*Exercise instructions*. Resize the pixel coordinates in the answers by multiplying each by 0.95 and rounding to the nearest whole number, with halves rounded up, then write out every line again, requests included. Begin at the line below that has "Where can you find the beige", stop after the last of the entries, and leave the pictures out.

*Listed records*.
|---|
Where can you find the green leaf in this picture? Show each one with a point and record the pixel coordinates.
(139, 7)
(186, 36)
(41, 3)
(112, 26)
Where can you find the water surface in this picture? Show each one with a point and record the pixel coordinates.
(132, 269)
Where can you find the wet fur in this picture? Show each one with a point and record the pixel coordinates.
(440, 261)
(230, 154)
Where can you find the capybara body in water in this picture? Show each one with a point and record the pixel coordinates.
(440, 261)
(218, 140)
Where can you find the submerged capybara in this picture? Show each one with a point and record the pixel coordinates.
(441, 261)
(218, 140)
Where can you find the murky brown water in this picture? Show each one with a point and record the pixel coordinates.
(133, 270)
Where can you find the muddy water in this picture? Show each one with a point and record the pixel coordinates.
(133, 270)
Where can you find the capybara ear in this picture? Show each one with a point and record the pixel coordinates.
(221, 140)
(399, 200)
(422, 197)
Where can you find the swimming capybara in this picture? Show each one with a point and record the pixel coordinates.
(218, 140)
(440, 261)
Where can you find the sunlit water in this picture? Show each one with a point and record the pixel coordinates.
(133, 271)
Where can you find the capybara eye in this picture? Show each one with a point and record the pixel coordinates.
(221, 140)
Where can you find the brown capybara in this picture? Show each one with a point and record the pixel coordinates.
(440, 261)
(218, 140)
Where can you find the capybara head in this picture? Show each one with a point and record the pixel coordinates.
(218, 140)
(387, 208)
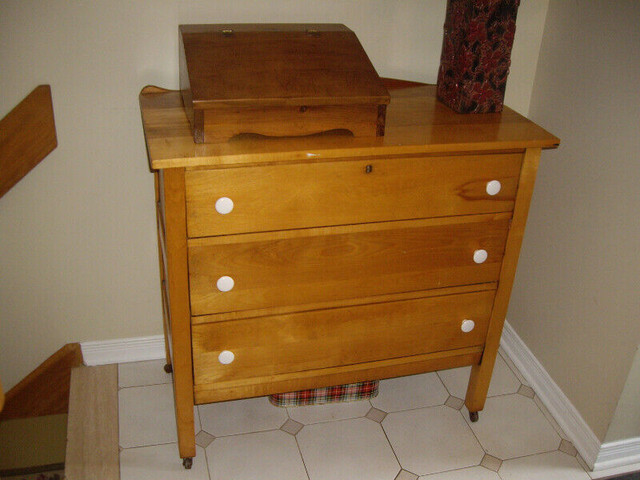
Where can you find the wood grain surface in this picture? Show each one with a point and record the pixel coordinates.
(27, 135)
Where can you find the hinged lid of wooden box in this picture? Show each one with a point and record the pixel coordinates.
(278, 80)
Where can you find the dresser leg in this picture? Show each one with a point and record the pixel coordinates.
(478, 387)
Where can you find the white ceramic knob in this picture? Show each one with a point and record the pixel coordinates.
(480, 256)
(225, 284)
(224, 205)
(493, 187)
(226, 357)
(467, 325)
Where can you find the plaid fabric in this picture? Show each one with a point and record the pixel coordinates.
(318, 396)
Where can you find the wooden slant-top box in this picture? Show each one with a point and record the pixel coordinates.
(278, 80)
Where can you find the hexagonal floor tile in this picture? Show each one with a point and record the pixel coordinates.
(270, 455)
(555, 465)
(309, 414)
(432, 440)
(414, 391)
(503, 380)
(241, 416)
(513, 426)
(161, 461)
(347, 449)
(475, 473)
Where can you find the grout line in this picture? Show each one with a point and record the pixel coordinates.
(304, 464)
(393, 450)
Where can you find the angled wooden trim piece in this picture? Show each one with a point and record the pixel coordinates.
(27, 135)
(45, 391)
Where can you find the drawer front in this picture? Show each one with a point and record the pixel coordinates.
(279, 197)
(245, 272)
(273, 345)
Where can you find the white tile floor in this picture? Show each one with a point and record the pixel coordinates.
(415, 429)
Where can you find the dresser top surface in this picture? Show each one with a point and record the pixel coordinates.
(416, 123)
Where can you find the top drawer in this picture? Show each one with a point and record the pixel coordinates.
(280, 197)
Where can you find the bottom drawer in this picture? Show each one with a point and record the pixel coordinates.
(280, 344)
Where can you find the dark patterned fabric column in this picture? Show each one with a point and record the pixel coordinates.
(476, 54)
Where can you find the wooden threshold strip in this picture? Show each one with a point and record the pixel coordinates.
(92, 431)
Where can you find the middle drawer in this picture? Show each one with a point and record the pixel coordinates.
(257, 271)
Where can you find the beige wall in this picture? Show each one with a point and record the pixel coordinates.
(78, 257)
(575, 302)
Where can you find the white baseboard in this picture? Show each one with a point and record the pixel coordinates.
(123, 350)
(552, 397)
(618, 454)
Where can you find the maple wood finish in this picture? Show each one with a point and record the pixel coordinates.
(352, 258)
(45, 391)
(92, 429)
(27, 135)
(278, 80)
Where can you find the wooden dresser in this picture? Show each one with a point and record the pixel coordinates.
(298, 263)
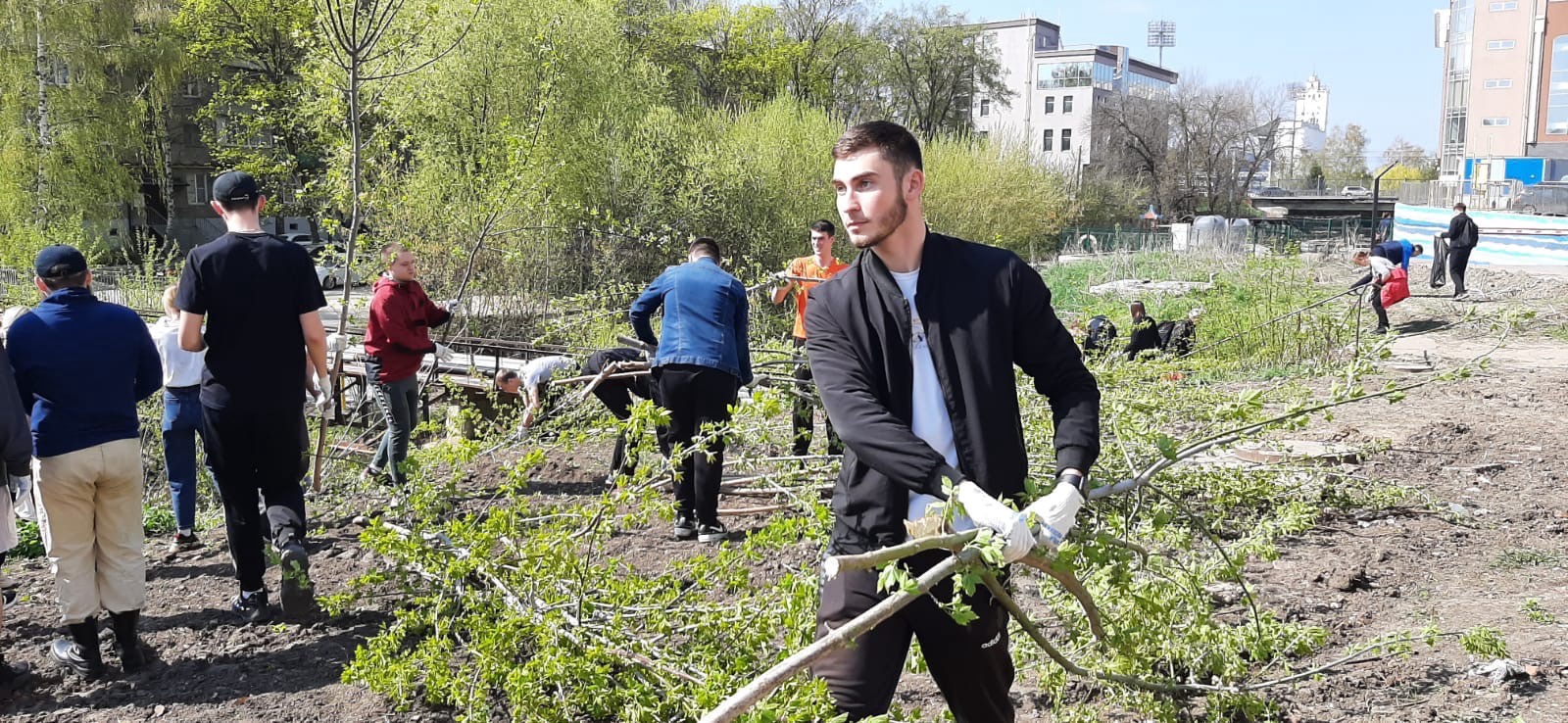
|---|
*Result of this exercise*.
Where can you find the beige wall in this picture? Show each one with a point and record the pixel coordinates.
(74, 244)
(546, 287)
Where can you find the white baseboard in this picture? Show each one with a point and record the pixel coordinates.
(117, 333)
(524, 377)
(587, 431)
Where can you find the maple wood finish in this picture? Show each one with a point and record the pixel coordinates.
(334, 245)
(43, 371)
(87, 408)
(26, 128)
(264, 76)
Where can you find the wooden dresser in this picture? Show each one with a point and record the pixel coordinates.
(283, 250)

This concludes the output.